▶ [PROBLEM TO SOLVE]: From the data that follows, copy every line holding the string "spire".

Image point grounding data
◇ ◇ ◇ ◇ ◇
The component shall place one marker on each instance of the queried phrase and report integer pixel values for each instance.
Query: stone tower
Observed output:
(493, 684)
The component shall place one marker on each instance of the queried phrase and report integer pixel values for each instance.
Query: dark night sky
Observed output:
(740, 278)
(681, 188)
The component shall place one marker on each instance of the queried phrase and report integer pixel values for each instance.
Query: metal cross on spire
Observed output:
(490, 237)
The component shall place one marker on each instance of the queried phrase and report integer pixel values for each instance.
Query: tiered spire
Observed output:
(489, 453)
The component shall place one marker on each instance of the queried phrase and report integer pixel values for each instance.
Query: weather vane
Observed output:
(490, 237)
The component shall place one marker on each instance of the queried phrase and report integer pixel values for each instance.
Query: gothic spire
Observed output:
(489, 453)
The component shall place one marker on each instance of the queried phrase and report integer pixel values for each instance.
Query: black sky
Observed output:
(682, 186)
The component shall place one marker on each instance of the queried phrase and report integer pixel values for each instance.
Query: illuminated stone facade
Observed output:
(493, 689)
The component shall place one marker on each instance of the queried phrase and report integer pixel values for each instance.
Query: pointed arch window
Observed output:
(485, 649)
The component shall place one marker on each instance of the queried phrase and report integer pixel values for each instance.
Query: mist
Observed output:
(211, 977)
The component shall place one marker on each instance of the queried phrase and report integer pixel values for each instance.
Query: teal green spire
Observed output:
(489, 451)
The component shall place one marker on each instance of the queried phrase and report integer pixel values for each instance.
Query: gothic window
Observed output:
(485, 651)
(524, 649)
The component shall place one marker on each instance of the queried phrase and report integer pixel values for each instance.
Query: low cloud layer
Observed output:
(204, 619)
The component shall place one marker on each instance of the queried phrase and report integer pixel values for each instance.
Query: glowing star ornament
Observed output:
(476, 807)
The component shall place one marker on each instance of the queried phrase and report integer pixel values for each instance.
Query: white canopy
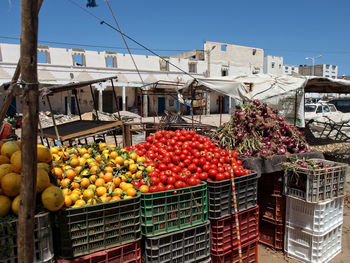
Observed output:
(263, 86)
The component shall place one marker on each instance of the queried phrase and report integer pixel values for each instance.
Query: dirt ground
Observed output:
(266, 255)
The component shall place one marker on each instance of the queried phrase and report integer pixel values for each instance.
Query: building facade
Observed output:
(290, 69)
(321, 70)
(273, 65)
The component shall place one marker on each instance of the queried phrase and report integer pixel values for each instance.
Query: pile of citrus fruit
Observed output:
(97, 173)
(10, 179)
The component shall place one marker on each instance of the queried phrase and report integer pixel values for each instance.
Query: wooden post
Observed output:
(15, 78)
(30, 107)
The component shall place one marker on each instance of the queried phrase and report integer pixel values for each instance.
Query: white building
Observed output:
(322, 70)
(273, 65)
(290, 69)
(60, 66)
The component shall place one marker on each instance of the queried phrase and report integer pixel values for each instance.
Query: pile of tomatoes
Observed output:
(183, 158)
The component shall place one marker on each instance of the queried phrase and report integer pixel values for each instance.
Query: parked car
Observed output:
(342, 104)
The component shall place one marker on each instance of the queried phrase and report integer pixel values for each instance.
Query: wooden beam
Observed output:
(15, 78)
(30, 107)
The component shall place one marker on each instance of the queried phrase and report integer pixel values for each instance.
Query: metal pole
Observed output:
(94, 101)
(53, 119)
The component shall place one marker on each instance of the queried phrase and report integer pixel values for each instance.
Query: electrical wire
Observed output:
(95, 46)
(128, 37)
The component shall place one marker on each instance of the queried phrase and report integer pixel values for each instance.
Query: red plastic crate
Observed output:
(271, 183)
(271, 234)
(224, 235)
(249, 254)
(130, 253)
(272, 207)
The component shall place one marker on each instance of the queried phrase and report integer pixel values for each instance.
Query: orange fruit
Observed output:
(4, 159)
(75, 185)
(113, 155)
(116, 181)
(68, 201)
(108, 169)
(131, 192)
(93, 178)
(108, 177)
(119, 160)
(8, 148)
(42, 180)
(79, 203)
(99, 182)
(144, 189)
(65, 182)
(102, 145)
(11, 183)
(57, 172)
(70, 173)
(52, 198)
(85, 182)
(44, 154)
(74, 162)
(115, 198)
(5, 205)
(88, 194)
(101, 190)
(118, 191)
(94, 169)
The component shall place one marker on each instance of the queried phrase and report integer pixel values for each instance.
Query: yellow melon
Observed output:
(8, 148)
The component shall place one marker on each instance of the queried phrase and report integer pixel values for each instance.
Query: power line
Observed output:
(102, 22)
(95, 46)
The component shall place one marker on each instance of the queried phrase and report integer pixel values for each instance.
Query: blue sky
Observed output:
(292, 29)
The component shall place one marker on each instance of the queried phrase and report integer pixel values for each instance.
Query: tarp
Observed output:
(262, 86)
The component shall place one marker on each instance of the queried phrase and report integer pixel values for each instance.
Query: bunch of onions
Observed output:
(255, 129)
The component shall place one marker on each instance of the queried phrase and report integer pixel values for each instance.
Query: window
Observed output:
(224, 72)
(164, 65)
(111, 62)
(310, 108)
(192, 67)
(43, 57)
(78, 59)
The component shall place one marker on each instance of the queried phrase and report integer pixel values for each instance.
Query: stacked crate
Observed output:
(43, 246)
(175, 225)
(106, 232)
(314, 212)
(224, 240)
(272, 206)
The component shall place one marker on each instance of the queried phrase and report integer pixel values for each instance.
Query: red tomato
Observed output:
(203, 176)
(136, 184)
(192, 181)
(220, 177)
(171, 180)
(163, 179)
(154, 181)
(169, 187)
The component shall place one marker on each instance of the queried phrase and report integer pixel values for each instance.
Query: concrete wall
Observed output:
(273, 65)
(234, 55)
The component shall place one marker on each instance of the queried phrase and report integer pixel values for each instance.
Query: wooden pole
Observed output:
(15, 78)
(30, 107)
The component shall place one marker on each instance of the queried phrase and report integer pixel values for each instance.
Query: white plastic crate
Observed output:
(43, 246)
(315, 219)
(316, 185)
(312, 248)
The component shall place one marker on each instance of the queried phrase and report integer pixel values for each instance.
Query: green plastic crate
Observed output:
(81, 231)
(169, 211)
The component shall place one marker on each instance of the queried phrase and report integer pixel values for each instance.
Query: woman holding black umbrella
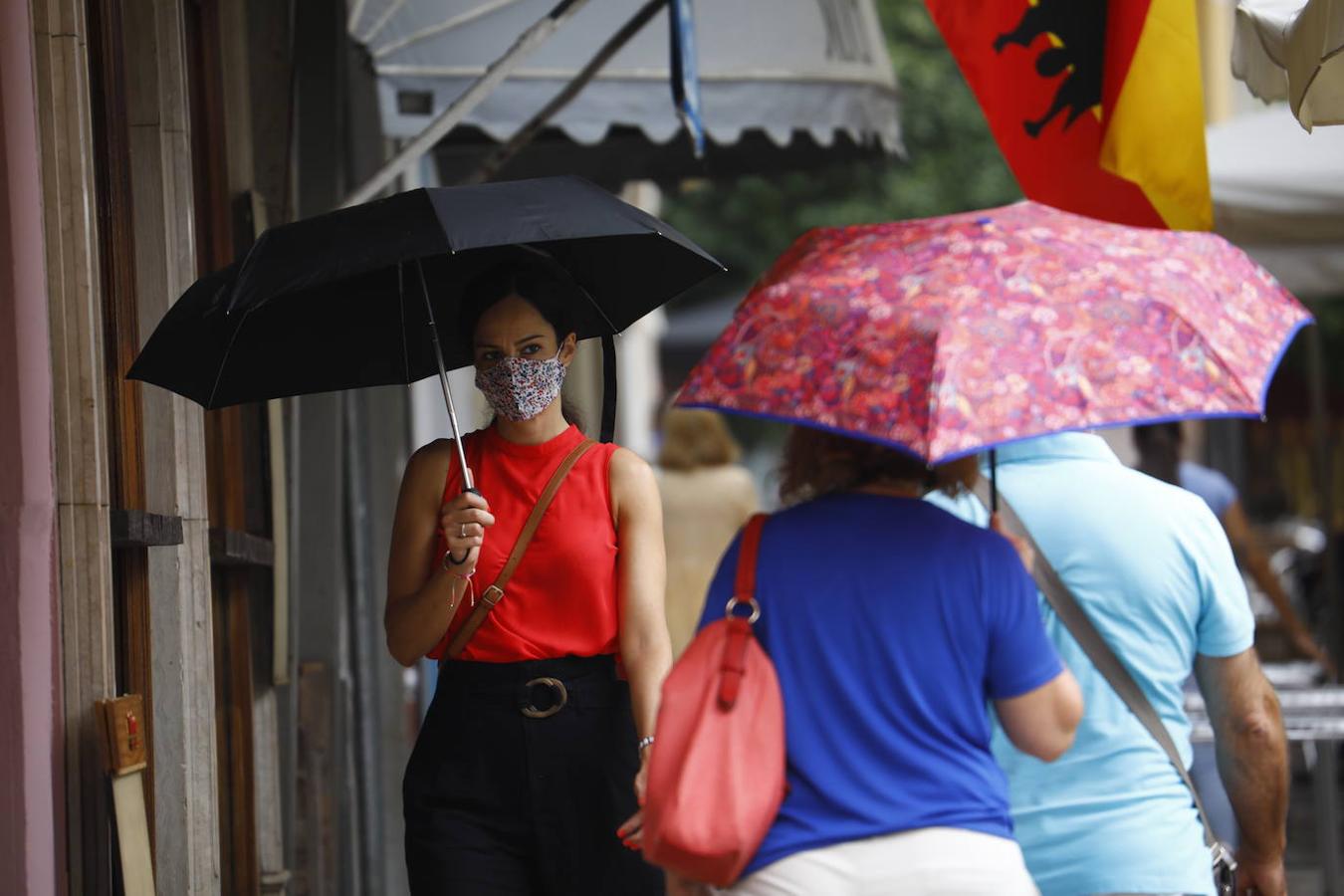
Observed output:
◇ ◇ ◇ ◇ ◇
▶ [ANSWER SPACE]:
Query: metal cross on spire
Query: tiered spire
Query: gothic spire
Query: teal green spire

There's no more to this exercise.